Point labeling rows

________________________

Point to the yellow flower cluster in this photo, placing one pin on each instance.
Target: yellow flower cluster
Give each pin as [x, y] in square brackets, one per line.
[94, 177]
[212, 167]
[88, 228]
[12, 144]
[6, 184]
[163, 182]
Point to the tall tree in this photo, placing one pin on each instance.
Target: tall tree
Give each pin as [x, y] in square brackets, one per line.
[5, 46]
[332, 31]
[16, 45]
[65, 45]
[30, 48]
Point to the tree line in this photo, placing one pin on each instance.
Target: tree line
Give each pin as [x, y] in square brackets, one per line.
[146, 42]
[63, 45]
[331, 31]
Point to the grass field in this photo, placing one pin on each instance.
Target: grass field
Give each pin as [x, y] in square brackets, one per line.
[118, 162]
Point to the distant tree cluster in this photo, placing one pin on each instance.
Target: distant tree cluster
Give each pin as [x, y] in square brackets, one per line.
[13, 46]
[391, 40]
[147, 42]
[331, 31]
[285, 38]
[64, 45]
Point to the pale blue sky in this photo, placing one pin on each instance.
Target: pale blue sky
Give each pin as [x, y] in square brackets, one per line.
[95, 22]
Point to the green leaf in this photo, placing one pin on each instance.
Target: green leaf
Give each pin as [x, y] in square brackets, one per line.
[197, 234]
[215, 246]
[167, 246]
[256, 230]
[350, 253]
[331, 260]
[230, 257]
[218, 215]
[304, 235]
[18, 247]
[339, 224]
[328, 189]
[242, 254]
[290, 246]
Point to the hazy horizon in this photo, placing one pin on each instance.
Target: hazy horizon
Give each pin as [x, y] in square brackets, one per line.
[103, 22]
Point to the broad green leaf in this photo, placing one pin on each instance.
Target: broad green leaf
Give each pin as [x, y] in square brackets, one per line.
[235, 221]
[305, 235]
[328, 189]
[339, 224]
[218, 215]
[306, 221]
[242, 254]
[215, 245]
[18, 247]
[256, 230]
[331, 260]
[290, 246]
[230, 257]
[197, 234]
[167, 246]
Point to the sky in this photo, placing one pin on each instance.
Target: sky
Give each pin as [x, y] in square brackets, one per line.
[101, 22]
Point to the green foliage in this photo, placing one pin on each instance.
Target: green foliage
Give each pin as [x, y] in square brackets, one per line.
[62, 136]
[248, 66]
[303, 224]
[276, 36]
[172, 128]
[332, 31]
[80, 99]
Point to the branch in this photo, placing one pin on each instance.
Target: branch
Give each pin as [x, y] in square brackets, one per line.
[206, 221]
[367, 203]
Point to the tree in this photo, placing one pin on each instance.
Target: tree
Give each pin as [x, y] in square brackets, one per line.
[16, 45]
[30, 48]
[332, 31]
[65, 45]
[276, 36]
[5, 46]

________________________

### THE EXERCISE
Copy out every one of the rows above again, unchanged, line for line.

### SOLUTION FOR THIS TASK
Point to the yellow flower cluster in this photo, placing one pin on each instance.
Target: yellow flower cluster
Give each pin as [x, y] in square brackets, one per line.
[94, 177]
[212, 167]
[88, 228]
[12, 144]
[6, 184]
[163, 182]
Point to the tall tree in this photo, placing one pin on each instance.
Target: tall tree
Give each pin as [x, y] in square brackets, one per line.
[5, 46]
[332, 31]
[16, 45]
[65, 45]
[30, 48]
Point to the tree line in this photo, placing one pin on each instance.
Target: tree line
Give each pin as [x, y] in square brackets, one per line.
[146, 42]
[63, 45]
[331, 31]
Point to the grass field in this photo, placing one pin on each instance.
Target: grass field
Give each pin as [x, y] in square brackets, one per line.
[118, 162]
Point to the distant tree cluster in this photo, placing one pin on each instance.
Target: distant tree cluster
Give each pin as [x, y] in square brackets, one per line.
[13, 46]
[391, 40]
[147, 42]
[331, 31]
[285, 38]
[64, 45]
Point to the pale blue sky in this photo, placing one pin on each instance.
Target: pale blue sky
Give each pin as [x, y] in square brackets, one per line.
[95, 22]
Point to the green leaf in this photo, placing one pin on each instance.
Target: green leaf
Give each pin as [x, y] in square brackets, one per line.
[197, 234]
[215, 246]
[167, 246]
[256, 230]
[350, 253]
[331, 260]
[230, 257]
[218, 215]
[304, 235]
[18, 247]
[339, 224]
[328, 189]
[242, 254]
[290, 246]
Point to the hazy horizon in this photo, placing one pin on each instance.
Target: hazy horizon
Give each pin as [x, y] in square brackets, one per line.
[103, 22]
Point to the broad green leaf in this photo, placing one pin on each instance.
Target: broad green leaf
Give each pin as [x, y] in square brackets, one per line.
[235, 221]
[305, 235]
[328, 189]
[339, 224]
[218, 215]
[306, 221]
[242, 254]
[215, 245]
[18, 247]
[256, 230]
[331, 260]
[290, 246]
[230, 257]
[197, 234]
[167, 246]
Point to the sky in this photo, placing one pin on each instance.
Target: sky
Give each pin as [x, y] in square brackets, one per line.
[101, 22]
Point to the green foliage in this photo, placing one pin on each instance.
Target: green foliage
Give each pin as [x, y] in square brackets, one per line.
[62, 136]
[248, 66]
[303, 224]
[276, 36]
[172, 128]
[332, 31]
[80, 99]
Point to the branch in this photo, placing one pin on each instance.
Target: branch
Give each pin as [x, y] in square brackets, one per line.
[206, 221]
[367, 203]
Point to the tree in this photo, placing one pin on each instance.
Target: tree
Give each pin as [x, y] in square brackets, one per line.
[16, 45]
[30, 48]
[332, 31]
[65, 45]
[276, 36]
[5, 46]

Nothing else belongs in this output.